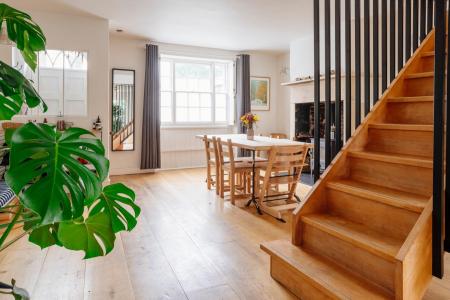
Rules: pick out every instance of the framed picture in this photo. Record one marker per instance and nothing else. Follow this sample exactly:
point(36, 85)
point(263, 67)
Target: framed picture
point(260, 93)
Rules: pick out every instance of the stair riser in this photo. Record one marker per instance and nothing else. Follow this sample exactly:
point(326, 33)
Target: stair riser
point(427, 64)
point(398, 222)
point(406, 178)
point(401, 141)
point(410, 113)
point(418, 87)
point(368, 265)
point(295, 281)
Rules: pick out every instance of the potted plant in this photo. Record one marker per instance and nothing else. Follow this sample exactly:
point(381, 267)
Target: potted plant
point(248, 120)
point(61, 201)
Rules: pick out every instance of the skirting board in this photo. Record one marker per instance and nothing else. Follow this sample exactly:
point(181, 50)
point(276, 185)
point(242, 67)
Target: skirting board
point(131, 171)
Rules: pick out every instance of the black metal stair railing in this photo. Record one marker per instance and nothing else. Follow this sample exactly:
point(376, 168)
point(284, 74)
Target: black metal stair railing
point(392, 31)
point(404, 24)
point(441, 176)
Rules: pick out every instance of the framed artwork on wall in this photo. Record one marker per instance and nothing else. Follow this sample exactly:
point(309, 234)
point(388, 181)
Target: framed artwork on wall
point(260, 93)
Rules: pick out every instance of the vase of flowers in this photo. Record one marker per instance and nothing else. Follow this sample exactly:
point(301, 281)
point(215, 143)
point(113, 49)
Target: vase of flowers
point(248, 120)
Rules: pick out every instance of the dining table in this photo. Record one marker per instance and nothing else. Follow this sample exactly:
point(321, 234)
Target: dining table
point(257, 144)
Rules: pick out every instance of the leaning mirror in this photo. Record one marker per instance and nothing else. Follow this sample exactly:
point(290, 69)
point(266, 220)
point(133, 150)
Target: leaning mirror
point(122, 134)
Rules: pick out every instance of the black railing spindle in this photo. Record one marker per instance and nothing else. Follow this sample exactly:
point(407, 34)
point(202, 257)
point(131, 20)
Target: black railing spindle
point(316, 89)
point(383, 45)
point(376, 44)
point(366, 57)
point(327, 84)
point(337, 107)
point(357, 63)
point(348, 71)
point(438, 148)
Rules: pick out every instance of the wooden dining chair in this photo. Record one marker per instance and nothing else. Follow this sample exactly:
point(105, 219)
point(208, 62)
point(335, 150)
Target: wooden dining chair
point(281, 175)
point(238, 172)
point(211, 158)
point(278, 136)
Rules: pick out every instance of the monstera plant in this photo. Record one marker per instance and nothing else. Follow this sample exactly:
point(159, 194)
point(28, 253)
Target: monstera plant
point(61, 201)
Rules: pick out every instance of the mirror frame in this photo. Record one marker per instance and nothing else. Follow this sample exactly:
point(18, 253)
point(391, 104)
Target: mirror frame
point(134, 108)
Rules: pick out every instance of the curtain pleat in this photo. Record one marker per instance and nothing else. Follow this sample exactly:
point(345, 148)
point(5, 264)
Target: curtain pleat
point(151, 123)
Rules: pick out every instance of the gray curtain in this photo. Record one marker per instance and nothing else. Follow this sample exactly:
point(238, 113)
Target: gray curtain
point(242, 88)
point(151, 123)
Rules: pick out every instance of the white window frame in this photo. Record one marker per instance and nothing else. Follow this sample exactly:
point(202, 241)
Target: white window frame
point(229, 79)
point(36, 112)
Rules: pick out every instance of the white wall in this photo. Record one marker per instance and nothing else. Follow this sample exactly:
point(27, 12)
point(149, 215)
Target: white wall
point(79, 33)
point(179, 146)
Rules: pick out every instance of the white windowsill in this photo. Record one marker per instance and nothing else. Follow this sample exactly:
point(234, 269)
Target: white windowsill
point(199, 126)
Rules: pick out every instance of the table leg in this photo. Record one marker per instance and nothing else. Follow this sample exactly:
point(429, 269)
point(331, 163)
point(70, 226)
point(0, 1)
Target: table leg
point(253, 200)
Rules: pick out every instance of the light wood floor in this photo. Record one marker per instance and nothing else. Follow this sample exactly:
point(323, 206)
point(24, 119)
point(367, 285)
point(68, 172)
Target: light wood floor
point(188, 245)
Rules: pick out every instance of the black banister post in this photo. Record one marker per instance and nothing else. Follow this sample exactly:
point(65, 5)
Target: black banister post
point(316, 89)
point(337, 108)
point(327, 84)
point(438, 145)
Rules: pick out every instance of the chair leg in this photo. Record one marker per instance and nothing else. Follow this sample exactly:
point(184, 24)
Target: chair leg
point(222, 184)
point(232, 187)
point(218, 179)
point(208, 176)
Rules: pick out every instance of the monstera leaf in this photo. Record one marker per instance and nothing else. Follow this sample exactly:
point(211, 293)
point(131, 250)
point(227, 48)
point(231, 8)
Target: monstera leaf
point(45, 236)
point(46, 175)
point(94, 235)
point(15, 91)
point(27, 35)
point(117, 200)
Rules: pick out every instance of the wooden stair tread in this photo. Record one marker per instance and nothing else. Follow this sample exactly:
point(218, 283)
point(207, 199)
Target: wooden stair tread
point(357, 234)
point(397, 198)
point(419, 75)
point(406, 127)
point(323, 273)
point(411, 99)
point(404, 159)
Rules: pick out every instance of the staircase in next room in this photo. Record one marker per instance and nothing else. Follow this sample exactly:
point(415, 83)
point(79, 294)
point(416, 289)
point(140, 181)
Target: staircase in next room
point(364, 231)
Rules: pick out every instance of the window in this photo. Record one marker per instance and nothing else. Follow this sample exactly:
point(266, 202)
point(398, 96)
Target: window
point(60, 79)
point(196, 91)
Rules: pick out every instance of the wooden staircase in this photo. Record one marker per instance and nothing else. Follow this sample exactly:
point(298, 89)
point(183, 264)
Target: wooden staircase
point(364, 231)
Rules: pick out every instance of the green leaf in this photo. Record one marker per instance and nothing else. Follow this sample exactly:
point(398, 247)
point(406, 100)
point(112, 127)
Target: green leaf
point(94, 235)
point(45, 236)
point(27, 35)
point(19, 293)
point(16, 90)
point(46, 175)
point(117, 200)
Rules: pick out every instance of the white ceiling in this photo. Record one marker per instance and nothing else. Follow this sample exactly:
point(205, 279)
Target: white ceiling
point(267, 25)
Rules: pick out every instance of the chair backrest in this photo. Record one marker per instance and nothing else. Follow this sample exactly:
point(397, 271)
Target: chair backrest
point(225, 151)
point(209, 148)
point(287, 164)
point(278, 136)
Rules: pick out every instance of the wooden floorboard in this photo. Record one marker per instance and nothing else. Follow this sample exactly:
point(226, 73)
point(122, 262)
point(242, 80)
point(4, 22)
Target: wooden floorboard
point(188, 244)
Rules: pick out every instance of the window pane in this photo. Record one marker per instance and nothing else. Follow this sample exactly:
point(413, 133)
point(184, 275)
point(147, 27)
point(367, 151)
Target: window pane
point(182, 114)
point(194, 100)
point(205, 115)
point(194, 114)
point(75, 83)
point(166, 69)
point(205, 100)
point(166, 99)
point(221, 114)
point(166, 83)
point(166, 114)
point(182, 100)
point(220, 78)
point(193, 77)
point(221, 100)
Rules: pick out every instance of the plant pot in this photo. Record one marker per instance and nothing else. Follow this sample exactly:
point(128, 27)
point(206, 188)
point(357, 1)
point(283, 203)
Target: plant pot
point(250, 134)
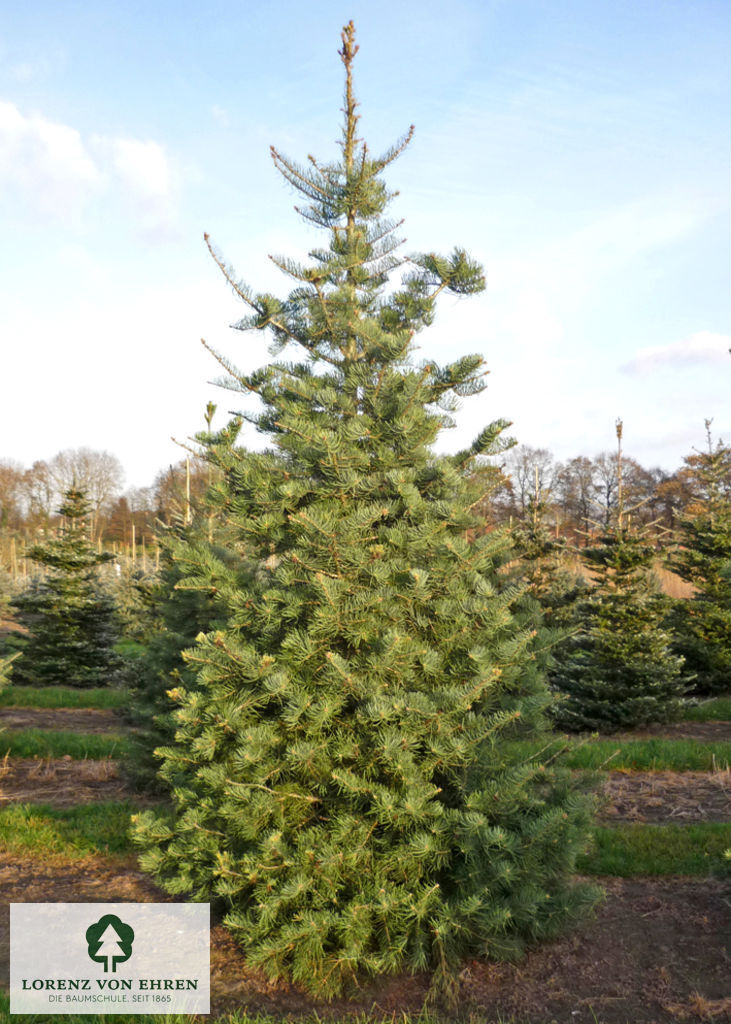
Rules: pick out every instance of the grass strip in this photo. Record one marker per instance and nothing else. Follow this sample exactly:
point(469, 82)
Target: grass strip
point(61, 696)
point(71, 833)
point(237, 1017)
point(630, 850)
point(637, 755)
point(652, 755)
point(716, 710)
point(48, 743)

++++++

▶ _YOUR INSTRUCTIONS_: Please give the lines of the records from the one with "Rules: pick out every instance of the black metal" up to and including the one with "point(257, 144)" as a numbered list, leaving out any blank lines.

▶ _PROBLEM SOLUTION_:
1. Rules: pick out every instance of the black metal stair railing in this photo. Record one marker per instance and nothing else. Follow this sample exactly:
2. point(376, 168)
3. point(284, 74)
4. Target: black metal stair railing
5. point(392, 31)
6. point(404, 24)
7. point(441, 176)
8. Rules: pick out every instance of the framed artwork on wall in this photo. Record one marker per instance and nothing else. Follow this sample exactly:
9. point(309, 234)
10. point(388, 181)
11. Target: framed artwork on wall
12. point(260, 93)
13. Rules: pick out every instance of the vase of flowers in this photo. Record one marker per instance and nothing else. Follow this sample exactly:
14. point(301, 281)
15. point(215, 143)
16. point(113, 49)
17. Target: vase of flowers
18. point(248, 120)
19. Rules: pick out every instance of the dining table in this photo. Record one marker per instance and nothing else. Follow this sample exactly:
20. point(321, 234)
21. Target: dining table
22. point(257, 144)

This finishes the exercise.